Pointing dataset excerpts:

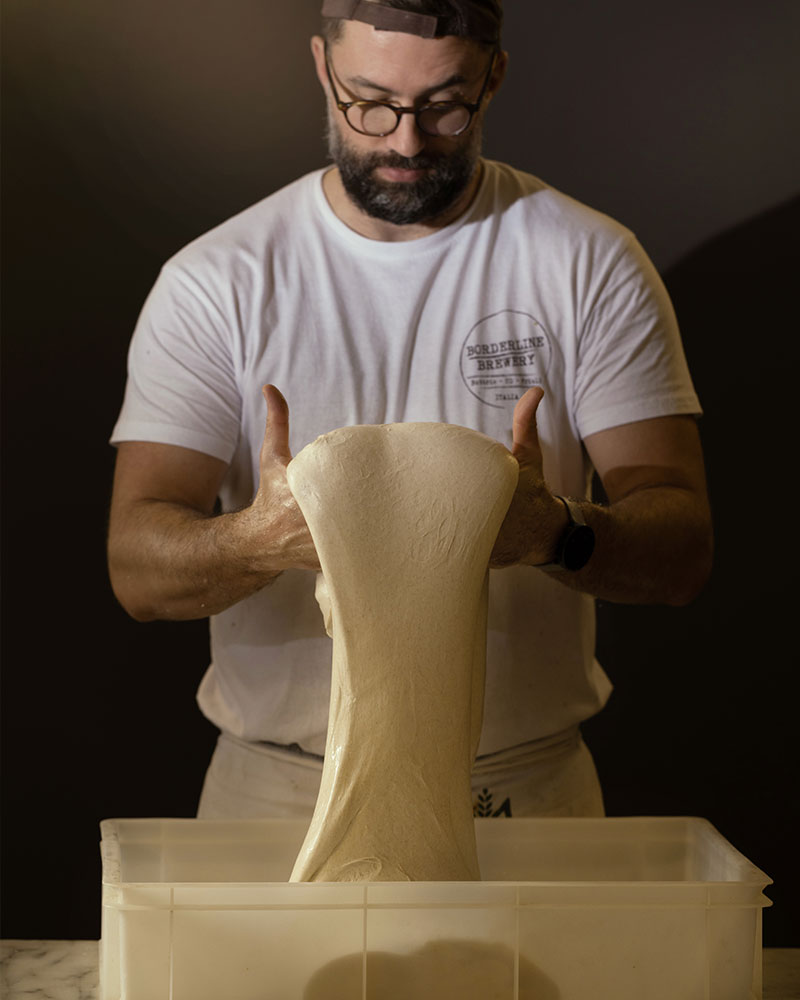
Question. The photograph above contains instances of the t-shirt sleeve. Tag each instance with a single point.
(630, 364)
(182, 386)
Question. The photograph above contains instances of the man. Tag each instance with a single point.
(411, 281)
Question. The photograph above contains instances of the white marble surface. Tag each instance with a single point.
(49, 970)
(67, 970)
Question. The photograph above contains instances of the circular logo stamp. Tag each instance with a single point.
(503, 355)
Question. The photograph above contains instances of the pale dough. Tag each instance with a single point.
(404, 518)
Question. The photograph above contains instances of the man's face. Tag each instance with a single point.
(406, 177)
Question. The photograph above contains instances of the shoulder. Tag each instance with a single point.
(251, 234)
(548, 213)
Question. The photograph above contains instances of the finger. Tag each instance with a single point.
(276, 437)
(525, 434)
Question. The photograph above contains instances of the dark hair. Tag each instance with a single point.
(451, 15)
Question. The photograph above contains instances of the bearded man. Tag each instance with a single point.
(412, 280)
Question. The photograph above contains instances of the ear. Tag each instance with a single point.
(318, 53)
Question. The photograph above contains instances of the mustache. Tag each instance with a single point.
(423, 162)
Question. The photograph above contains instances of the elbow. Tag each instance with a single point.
(128, 595)
(137, 609)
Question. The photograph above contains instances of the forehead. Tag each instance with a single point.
(404, 63)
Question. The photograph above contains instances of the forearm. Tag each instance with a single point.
(653, 546)
(168, 561)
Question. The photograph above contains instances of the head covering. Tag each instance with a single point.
(481, 18)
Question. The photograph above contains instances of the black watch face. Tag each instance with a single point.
(578, 547)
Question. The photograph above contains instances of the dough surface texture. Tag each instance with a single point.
(404, 518)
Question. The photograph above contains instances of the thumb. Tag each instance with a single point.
(276, 436)
(525, 435)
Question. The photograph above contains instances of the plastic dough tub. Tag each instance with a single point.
(569, 909)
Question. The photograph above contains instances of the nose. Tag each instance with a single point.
(407, 140)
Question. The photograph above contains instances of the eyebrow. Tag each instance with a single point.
(364, 83)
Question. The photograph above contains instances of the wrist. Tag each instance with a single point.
(575, 544)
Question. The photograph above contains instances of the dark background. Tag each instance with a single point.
(130, 128)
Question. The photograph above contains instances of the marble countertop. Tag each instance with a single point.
(67, 970)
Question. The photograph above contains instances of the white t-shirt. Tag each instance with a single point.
(528, 287)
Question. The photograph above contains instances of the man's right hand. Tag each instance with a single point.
(274, 506)
(171, 557)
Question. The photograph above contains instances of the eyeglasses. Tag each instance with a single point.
(379, 118)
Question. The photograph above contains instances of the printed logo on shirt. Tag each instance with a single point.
(503, 355)
(484, 806)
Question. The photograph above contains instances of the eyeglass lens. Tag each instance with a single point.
(379, 119)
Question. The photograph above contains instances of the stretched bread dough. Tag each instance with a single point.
(404, 517)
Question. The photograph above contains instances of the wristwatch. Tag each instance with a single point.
(576, 545)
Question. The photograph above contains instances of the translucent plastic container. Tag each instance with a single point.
(572, 909)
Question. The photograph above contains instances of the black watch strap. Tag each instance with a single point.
(576, 544)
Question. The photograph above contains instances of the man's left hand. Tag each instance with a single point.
(535, 519)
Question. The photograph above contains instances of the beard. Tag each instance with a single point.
(405, 203)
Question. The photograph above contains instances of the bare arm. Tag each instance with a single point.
(653, 540)
(170, 557)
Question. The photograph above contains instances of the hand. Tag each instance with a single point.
(535, 518)
(274, 505)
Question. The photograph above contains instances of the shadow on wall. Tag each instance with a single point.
(707, 693)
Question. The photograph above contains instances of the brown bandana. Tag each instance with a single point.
(481, 24)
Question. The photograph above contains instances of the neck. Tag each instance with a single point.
(378, 229)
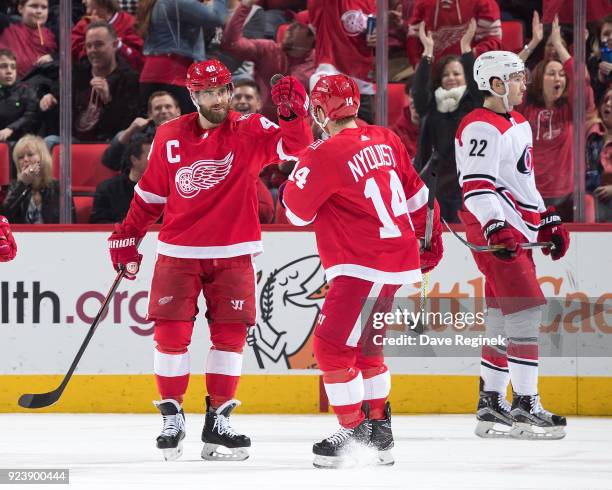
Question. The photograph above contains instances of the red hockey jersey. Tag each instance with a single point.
(494, 154)
(367, 203)
(205, 182)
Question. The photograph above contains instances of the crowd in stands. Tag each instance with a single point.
(130, 59)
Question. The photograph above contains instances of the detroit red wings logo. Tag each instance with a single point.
(202, 175)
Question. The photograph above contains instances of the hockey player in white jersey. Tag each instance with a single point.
(501, 206)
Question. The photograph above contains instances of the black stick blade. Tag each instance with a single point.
(38, 400)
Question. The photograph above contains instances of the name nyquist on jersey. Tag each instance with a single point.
(204, 181)
(494, 154)
(366, 202)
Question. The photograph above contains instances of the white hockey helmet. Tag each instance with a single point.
(497, 64)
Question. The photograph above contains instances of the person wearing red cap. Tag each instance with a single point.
(368, 207)
(8, 247)
(202, 175)
(294, 55)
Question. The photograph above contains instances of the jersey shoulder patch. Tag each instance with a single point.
(177, 126)
(518, 117)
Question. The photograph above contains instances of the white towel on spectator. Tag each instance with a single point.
(448, 100)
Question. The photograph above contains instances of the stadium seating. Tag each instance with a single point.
(4, 164)
(87, 169)
(512, 36)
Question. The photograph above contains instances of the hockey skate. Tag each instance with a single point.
(221, 441)
(335, 451)
(382, 438)
(531, 421)
(493, 414)
(170, 441)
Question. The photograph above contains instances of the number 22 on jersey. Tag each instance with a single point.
(399, 206)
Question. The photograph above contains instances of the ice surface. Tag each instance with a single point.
(434, 451)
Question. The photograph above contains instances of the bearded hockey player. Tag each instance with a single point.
(368, 207)
(501, 206)
(202, 174)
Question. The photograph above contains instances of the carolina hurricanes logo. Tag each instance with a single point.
(525, 163)
(354, 22)
(202, 175)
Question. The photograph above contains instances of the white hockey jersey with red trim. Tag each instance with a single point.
(204, 181)
(366, 202)
(494, 154)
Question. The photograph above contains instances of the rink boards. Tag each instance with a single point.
(52, 290)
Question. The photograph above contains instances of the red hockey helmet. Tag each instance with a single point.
(207, 74)
(337, 95)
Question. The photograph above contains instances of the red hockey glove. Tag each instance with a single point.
(498, 232)
(552, 230)
(281, 193)
(8, 247)
(431, 258)
(124, 254)
(290, 98)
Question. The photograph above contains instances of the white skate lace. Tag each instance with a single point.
(223, 426)
(537, 408)
(172, 425)
(503, 403)
(342, 435)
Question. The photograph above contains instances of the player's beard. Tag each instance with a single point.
(215, 116)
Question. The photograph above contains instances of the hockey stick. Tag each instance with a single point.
(495, 248)
(41, 400)
(431, 199)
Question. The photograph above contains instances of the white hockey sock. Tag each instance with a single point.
(522, 329)
(494, 362)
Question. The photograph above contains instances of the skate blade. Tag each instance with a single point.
(491, 430)
(172, 454)
(522, 430)
(385, 458)
(216, 452)
(330, 462)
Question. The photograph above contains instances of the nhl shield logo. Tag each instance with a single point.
(525, 163)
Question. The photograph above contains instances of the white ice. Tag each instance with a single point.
(433, 451)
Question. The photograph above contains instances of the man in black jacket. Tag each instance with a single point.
(105, 90)
(113, 196)
(161, 107)
(18, 114)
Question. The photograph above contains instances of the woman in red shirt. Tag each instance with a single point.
(549, 109)
(32, 43)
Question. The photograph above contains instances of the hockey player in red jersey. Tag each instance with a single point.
(368, 207)
(8, 247)
(501, 206)
(202, 174)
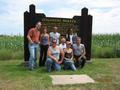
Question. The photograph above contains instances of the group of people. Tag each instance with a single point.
(70, 51)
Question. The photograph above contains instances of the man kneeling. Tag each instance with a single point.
(54, 53)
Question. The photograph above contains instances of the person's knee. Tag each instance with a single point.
(58, 68)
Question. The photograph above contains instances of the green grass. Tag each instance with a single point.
(14, 76)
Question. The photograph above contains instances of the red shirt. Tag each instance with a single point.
(34, 35)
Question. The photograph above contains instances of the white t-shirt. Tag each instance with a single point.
(54, 36)
(62, 46)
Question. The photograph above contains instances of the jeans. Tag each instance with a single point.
(69, 65)
(33, 55)
(52, 64)
(43, 54)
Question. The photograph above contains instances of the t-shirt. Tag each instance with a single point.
(62, 46)
(78, 50)
(44, 39)
(54, 36)
(55, 52)
(34, 35)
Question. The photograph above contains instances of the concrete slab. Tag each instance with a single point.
(71, 79)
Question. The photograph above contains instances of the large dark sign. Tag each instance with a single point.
(82, 25)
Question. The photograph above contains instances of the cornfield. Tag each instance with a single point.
(103, 46)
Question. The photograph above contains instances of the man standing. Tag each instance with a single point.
(54, 35)
(54, 53)
(34, 40)
(79, 53)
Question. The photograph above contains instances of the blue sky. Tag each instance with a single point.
(106, 17)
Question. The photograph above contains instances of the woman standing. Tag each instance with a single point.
(44, 44)
(68, 58)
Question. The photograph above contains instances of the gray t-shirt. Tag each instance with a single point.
(78, 50)
(55, 52)
(54, 36)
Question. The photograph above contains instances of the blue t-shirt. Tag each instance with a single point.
(78, 50)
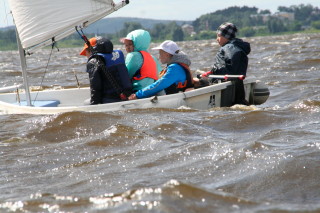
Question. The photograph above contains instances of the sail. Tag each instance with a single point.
(40, 21)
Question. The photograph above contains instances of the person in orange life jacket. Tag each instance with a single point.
(232, 57)
(109, 79)
(143, 68)
(176, 77)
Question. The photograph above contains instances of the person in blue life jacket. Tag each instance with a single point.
(174, 78)
(231, 59)
(108, 74)
(143, 68)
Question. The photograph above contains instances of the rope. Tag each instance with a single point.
(45, 71)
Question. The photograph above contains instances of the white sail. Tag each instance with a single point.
(38, 21)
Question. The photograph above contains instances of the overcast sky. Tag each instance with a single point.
(187, 10)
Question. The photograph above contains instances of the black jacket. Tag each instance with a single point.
(102, 89)
(232, 58)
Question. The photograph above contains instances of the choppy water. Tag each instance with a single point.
(240, 159)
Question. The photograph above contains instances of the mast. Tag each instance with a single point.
(24, 69)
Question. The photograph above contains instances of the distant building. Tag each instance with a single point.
(285, 16)
(188, 29)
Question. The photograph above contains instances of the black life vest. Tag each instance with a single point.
(118, 82)
(181, 86)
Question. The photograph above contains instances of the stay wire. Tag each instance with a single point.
(46, 69)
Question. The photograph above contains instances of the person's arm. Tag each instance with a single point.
(174, 74)
(95, 82)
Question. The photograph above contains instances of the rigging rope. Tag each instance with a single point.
(45, 71)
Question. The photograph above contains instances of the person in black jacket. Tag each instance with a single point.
(231, 59)
(108, 74)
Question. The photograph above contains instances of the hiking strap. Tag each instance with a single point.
(113, 82)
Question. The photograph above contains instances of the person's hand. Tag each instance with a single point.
(132, 97)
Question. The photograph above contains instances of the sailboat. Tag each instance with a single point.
(41, 23)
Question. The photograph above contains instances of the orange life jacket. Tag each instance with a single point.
(148, 68)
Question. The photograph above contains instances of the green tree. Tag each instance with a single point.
(128, 27)
(316, 25)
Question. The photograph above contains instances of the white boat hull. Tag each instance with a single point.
(68, 100)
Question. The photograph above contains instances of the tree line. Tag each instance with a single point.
(249, 20)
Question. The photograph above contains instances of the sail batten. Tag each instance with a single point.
(38, 21)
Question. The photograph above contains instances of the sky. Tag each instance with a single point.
(186, 10)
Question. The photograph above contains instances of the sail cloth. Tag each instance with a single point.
(39, 21)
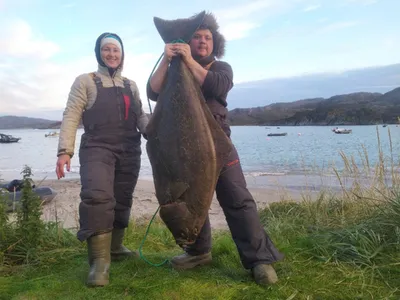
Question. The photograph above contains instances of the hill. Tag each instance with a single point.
(350, 109)
(379, 79)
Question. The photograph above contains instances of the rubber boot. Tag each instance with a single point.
(119, 251)
(99, 259)
(264, 274)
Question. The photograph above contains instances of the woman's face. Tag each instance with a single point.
(111, 55)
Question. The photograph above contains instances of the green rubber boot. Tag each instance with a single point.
(99, 259)
(119, 251)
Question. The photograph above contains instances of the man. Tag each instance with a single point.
(255, 248)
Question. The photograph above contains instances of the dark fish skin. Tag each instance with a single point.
(186, 147)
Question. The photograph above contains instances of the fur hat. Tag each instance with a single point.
(210, 23)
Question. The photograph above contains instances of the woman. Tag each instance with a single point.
(110, 109)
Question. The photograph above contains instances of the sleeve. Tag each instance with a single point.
(77, 101)
(142, 118)
(219, 80)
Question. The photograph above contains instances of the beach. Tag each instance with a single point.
(64, 207)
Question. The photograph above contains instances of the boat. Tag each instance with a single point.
(338, 130)
(51, 134)
(277, 134)
(6, 139)
(11, 193)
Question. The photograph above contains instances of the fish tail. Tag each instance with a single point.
(178, 30)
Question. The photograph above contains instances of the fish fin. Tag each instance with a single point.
(183, 29)
(177, 189)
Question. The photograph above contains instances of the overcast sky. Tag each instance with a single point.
(44, 45)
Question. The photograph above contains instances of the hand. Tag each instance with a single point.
(169, 51)
(63, 160)
(183, 49)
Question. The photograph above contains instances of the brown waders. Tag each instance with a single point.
(109, 157)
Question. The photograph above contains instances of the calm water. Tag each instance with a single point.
(304, 149)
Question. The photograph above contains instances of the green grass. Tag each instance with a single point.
(313, 268)
(337, 246)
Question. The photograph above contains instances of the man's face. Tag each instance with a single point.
(202, 43)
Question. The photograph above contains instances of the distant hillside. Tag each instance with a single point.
(263, 92)
(349, 109)
(14, 122)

[Exercise objective]
Your task is to write out the lines from the one with "waders. Tag each instance with a single point." through the end of the records, exactly and with nothing added.

[Final result]
Question. The photograph above contains instances of the brown waders. Tag each instance with a single point.
(109, 157)
Question. The photograph above contains instances of the calm water. Tag each instance with a single point.
(304, 149)
Question. The photograph above contains instances of the green grass. Tag each instance with a single point.
(313, 268)
(337, 246)
Question. The photograph above contains instances of the man's face. Tag each instance with a single point.
(202, 43)
Question. The photograph above contains instances of the distant hillside. Tag each instance with a single point.
(263, 92)
(349, 109)
(14, 122)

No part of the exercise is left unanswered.